#### QUOTED TEXT ####
NAME
sysconftool - format of configuration files installed by sysconftool
SYNOPSIS
#
##VERSION: $Id$
##NAME: configname1:configname1version
#
# Description
SETTING1=VALUE1
##NAME: configname2:configname2version
#
# Description
SETTING2=VALUE2
...
DESCRIPTION
This manual page describes the format of configuration files installed
by sysconftool(1). This format is flexible enough to accomodate any
kind of application configuration file format. sysconftool makes four
assumptions about the configuration file:
1. It is a plain text file.
2. Lines that begin with a single ’#’ character are comments that
contain a description of the following configuration setting.
3. Lines that do not begin with the ’#’ character contain the
configuration setting described by the previous comment lines.
#### MATERIAL PROVIDED ####
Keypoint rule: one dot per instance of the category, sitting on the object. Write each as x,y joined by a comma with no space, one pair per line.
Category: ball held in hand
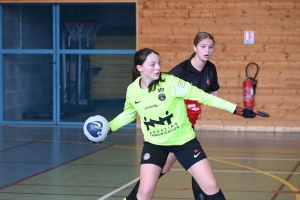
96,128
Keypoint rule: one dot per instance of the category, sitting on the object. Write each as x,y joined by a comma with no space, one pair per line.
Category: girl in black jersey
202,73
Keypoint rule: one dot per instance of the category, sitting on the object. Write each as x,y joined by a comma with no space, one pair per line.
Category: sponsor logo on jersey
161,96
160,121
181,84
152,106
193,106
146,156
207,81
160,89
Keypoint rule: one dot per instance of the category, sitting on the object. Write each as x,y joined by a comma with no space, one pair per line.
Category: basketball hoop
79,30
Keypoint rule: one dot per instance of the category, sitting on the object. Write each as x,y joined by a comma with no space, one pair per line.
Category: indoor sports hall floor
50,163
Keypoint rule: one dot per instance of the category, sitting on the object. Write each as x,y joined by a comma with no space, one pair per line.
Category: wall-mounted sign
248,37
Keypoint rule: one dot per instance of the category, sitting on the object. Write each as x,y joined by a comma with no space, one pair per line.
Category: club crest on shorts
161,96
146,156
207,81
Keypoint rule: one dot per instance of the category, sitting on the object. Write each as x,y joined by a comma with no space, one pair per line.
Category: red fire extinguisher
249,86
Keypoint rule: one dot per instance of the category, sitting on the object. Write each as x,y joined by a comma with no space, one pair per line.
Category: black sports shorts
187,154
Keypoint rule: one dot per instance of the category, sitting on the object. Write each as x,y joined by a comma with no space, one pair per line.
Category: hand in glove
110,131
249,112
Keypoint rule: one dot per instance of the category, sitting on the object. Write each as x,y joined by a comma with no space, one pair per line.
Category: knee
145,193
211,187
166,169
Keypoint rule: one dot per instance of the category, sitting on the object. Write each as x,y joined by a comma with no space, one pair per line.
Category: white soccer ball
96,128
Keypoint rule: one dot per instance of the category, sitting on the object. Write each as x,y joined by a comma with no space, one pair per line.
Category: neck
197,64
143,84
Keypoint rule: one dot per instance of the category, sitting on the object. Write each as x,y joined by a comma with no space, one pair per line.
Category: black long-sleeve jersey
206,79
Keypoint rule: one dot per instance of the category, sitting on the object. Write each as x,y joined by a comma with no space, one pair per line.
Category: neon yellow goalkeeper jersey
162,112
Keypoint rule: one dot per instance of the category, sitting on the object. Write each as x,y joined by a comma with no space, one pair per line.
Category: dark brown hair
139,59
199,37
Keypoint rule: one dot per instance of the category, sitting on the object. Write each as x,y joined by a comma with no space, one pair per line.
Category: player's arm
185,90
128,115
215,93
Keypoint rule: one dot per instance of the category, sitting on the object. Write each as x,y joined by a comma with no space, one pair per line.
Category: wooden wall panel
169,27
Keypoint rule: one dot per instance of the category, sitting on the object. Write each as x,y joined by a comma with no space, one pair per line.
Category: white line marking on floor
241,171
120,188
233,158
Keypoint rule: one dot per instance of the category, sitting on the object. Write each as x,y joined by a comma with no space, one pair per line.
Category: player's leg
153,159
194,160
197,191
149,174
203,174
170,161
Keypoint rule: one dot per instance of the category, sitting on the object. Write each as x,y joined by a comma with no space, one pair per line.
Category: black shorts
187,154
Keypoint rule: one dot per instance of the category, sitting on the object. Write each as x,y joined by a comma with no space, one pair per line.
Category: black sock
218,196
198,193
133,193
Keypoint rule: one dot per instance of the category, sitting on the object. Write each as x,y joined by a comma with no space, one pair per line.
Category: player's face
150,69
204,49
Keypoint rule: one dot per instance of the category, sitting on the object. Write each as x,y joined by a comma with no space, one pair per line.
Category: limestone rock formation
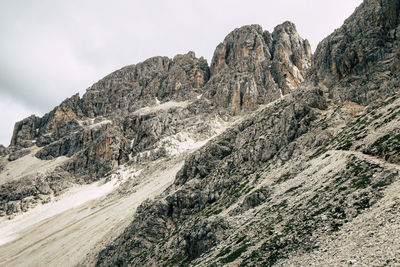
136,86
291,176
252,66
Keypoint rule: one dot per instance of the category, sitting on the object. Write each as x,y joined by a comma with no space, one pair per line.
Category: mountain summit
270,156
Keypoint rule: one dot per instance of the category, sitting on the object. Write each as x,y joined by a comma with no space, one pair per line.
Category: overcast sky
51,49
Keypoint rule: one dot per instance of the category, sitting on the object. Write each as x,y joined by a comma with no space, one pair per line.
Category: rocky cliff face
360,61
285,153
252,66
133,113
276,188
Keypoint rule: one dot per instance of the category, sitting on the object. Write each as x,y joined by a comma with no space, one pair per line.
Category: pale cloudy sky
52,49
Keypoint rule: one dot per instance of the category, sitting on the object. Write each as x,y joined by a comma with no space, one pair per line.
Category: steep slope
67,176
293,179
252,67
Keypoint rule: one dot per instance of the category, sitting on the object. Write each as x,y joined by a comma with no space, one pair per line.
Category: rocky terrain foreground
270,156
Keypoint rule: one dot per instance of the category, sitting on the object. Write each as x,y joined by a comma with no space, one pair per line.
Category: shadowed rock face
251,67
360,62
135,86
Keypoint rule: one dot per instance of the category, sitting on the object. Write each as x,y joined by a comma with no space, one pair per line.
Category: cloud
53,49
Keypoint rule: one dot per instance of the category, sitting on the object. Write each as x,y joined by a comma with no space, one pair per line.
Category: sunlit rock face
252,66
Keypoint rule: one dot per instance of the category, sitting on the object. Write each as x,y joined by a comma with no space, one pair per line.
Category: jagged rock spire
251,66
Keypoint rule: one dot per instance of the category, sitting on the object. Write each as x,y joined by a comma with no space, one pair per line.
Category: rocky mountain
####
- [REQUEST A]
Reproduce the sysconftool manual page in full, word for word.
- [REQUEST B]
Return each line of the listing that contains the string "jersey".
The sysconftool manual page and the listing are unrelated pieces of material.

- [WRITTEN SOLUTION A]
NAME
sysconftool - format of configuration files installed by sysconftool
SYNOPSIS
#
##VERSION: $Id$
##NAME: configname1:configname1version
#
# Description
SETTING1=VALUE1
##NAME: configname2:configname2version
#
# Description
SETTING2=VALUE2
...
DESCRIPTION
This manual page describes the format of configuration files installed
by sysconftool(1). This format is flexible enough to accomodate any
kind of application configuration file format. sysconftool makes four
assumptions about the configuration file:
1. It is a plain text file.
2. Lines that begin with a single ’#’ character are comments that
contain a description of the following configuration setting.
3. Lines that do not begin with the ’#’ character contain the
configuration setting described by the previous comment lines.

- [WRITTEN SOLUTION B]
Category: girl in black jersey
Category: sponsor logo on jersey
Category: black long-sleeve jersey
Category: neon yellow goalkeeper jersey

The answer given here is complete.